Reproduce every line of the entries below with no changes.
## start AVAILABLE RECORDS
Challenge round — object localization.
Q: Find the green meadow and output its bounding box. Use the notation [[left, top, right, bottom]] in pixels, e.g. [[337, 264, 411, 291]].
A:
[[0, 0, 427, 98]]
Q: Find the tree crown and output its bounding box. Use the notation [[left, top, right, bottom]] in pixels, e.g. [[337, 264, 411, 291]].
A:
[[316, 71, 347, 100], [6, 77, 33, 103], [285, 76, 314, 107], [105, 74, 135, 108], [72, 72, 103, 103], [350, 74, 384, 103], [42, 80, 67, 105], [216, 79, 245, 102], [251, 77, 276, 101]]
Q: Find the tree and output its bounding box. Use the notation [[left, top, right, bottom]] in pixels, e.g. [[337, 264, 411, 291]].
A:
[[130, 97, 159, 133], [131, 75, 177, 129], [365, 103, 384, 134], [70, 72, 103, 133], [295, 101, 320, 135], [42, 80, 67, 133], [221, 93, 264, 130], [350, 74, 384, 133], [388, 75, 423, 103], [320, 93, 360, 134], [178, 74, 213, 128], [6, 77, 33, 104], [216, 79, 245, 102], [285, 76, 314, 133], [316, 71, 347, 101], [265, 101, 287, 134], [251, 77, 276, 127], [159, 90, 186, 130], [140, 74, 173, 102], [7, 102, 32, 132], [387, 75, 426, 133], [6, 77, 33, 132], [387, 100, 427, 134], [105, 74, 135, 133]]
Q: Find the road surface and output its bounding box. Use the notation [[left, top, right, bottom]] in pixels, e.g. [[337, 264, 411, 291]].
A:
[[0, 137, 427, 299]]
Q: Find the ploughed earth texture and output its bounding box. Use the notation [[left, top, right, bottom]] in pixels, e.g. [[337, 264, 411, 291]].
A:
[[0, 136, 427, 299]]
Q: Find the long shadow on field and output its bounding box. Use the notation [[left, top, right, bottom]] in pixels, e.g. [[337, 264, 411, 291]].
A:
## end AVAILABLE RECORDS
### REPLY
Challenge round — object localization.
Q: Find the green meadow and output its bounding box. Use the notation [[left, top, right, bottom]] in pixels, e.g. [[337, 264, 411, 291]].
A:
[[0, 0, 427, 98]]
Q: Find the tree crown and output its bounding box. Use the notation [[left, top, right, bottom]] in pixels, e.g. [[337, 264, 411, 291]].
A:
[[316, 71, 347, 100], [6, 77, 33, 103], [285, 76, 314, 107], [105, 74, 135, 108], [72, 72, 103, 103], [350, 74, 384, 103], [42, 80, 67, 105], [216, 79, 245, 102], [251, 77, 276, 101]]
Q: Find the tree and output its bounding box. Use the notation [[left, top, right, bottom]] in pixels, e.g. [[337, 264, 411, 291]].
A:
[[130, 97, 159, 133], [131, 75, 177, 129], [365, 103, 384, 134], [70, 72, 103, 133], [295, 101, 320, 135], [42, 80, 67, 133], [221, 93, 264, 130], [350, 74, 384, 133], [388, 75, 423, 103], [320, 93, 360, 134], [178, 74, 213, 128], [6, 77, 33, 104], [216, 79, 245, 102], [285, 76, 314, 133], [316, 71, 347, 101], [265, 101, 287, 134], [251, 77, 276, 127], [159, 90, 186, 130], [140, 74, 173, 102], [7, 102, 32, 132], [387, 75, 426, 133], [6, 77, 33, 132], [387, 100, 427, 134], [105, 74, 135, 133]]
Q: Find the road surface and output its bounding box. Use the notation [[left, top, right, bottom]] in pixels, e.g. [[337, 264, 411, 291]].
A:
[[0, 137, 427, 299]]
Q: Find the ploughed earth texture and output its bounding box. Use the notation [[left, top, right, bottom]] in pixels, e.g. [[337, 264, 411, 291]].
A:
[[0, 136, 427, 299]]
Q: Find the long shadow on field and output its bounding box. Use the notation [[left, top, right, bottom]] in pixels, e.g. [[337, 264, 411, 291]].
A:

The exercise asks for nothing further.